(Dataset entries Opens)

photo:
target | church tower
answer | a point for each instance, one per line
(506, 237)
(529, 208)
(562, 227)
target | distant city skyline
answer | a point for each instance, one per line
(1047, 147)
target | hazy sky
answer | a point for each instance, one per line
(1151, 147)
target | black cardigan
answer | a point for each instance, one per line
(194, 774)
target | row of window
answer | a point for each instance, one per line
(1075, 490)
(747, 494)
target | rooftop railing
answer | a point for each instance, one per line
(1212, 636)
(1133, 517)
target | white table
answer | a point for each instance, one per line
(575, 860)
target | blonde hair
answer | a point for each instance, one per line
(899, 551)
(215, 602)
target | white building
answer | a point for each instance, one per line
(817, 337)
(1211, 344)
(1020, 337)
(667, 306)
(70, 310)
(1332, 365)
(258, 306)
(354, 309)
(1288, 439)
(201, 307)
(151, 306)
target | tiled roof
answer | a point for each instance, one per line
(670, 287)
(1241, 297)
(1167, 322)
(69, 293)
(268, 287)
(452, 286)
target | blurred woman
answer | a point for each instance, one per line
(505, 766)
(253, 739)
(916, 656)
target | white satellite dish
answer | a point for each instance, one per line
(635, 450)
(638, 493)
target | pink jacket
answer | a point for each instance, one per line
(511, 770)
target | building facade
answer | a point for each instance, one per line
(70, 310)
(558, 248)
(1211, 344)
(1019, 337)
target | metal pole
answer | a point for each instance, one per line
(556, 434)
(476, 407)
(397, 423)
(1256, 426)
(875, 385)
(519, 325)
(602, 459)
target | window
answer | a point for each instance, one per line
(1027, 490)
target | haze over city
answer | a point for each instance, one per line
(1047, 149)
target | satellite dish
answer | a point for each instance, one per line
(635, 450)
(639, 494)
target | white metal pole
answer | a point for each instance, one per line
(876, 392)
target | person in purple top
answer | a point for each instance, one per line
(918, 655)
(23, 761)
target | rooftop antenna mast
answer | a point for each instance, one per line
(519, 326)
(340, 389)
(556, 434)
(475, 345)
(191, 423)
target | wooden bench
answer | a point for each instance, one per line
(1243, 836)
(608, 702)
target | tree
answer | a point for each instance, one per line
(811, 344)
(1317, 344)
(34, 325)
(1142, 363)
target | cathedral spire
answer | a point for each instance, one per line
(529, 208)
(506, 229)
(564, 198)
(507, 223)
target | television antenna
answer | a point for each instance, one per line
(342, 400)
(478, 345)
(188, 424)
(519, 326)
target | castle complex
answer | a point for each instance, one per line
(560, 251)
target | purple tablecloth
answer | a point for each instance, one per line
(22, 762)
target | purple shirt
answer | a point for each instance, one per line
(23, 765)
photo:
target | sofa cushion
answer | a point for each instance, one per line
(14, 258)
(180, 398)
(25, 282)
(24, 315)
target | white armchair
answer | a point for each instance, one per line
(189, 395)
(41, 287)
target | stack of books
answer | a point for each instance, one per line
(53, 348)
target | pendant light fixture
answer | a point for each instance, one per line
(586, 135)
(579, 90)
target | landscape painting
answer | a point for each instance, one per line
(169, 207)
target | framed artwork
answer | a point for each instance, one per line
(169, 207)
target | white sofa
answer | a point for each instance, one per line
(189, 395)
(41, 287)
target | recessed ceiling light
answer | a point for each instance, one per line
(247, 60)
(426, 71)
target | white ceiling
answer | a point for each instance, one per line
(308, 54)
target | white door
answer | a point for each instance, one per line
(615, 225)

(Dataset entries Closes)

Write out every line from the records above, word for word.

Solved exercise
photo:
target | church tower
answer | a point for each instance, one per line
(506, 237)
(529, 208)
(562, 227)
target | distant city skyline
answer | a point for each instance, one per line
(1047, 147)
target | hazy sky
answer | a point for each instance, one per line
(1151, 147)
target | black cardigan
answer | a point for each instance, one per line
(194, 774)
target | row of window
answer | a point for each instance, one per line
(1075, 490)
(747, 494)
target | rooftop railing
answer | a point for each instance, one per line
(1212, 636)
(1133, 517)
target | white table
answer | a point for each instance, one per line
(575, 860)
target | blonde hair
answer | a point for each instance, one per line
(899, 551)
(215, 602)
target | white building
answer | a point for each instance, one per line
(817, 337)
(1211, 344)
(1020, 337)
(667, 306)
(70, 310)
(1332, 365)
(258, 306)
(354, 309)
(1288, 439)
(201, 307)
(151, 306)
target | tiled roof
answer | a point for each instance, one per line
(670, 287)
(1241, 297)
(1167, 322)
(69, 293)
(268, 287)
(452, 286)
target | blurred woman
answer | a point for each instance, one per line
(505, 766)
(253, 739)
(916, 656)
target | white satellite dish
answer | a point for each instance, one per line
(635, 450)
(638, 493)
target | pink jacket
answer | a point for each instance, one per line
(511, 770)
target | building facade
answer | a point for each instance, one per line
(70, 310)
(558, 248)
(1211, 344)
(1019, 337)
target | metal pole
answer | a point for each instance, one per line
(556, 434)
(476, 407)
(397, 423)
(1256, 426)
(875, 385)
(519, 325)
(602, 459)
target | window
answer | a point for each instance, one per line
(1027, 490)
target | haze over city
answer | a point for each instance, one per line
(1047, 149)
target | satellite dish
answer | a point for each instance, one per line
(635, 450)
(639, 494)
target | white metal pole
answer | a point for each instance, one per line
(876, 392)
target | person in purple top
answer | a point for each instance, one per line
(918, 655)
(23, 761)
target | rooftop antenna mast
answer | a point for each instance, one per line
(519, 326)
(340, 389)
(556, 434)
(475, 345)
(191, 423)
target | wooden bench
answer | a point for each instance, one per line
(1243, 836)
(608, 702)
target | tree
answer | a point for each instance, one per line
(811, 344)
(1317, 344)
(34, 325)
(1142, 363)
target | cathedral spire
answer | a point for each instance, one per line
(529, 208)
(506, 229)
(564, 198)
(507, 223)
target | television antenna
answer | a point for each instance, one per line
(342, 400)
(478, 345)
(188, 424)
(519, 326)
target | castle complex
answer | a point for each instance, one per line
(560, 251)
target | purple tablecloth
answer | a point for each instance, one per line
(22, 762)
target | purple shirt
answer | a point for each instance, one per line
(23, 765)
photo:
target | sofa cushion
answer | a point for each instance, one per line
(14, 258)
(180, 398)
(25, 282)
(24, 315)
target | white armchair
answer | a point for each instance, one per line
(189, 395)
(41, 287)
target | stack of books
answer | a point for each instance, one per line
(53, 348)
target | pendant light fixture
answer | a point for each instance, one per line
(586, 135)
(579, 90)
target | landscape painting
answer | a point for each instance, one per line
(169, 207)
target | framed artwork
answer | a point for each instance, one per line
(169, 207)
target | white sofa
answer | a point for each instance, one per line
(189, 395)
(41, 287)
target | recessed ceiling light
answer | a point for each instance, one per line
(247, 60)
(426, 71)
target | white ceiling
answer | a point for each instance, one per line
(308, 54)
target | white door
answer | a point for each instance, one per line
(615, 225)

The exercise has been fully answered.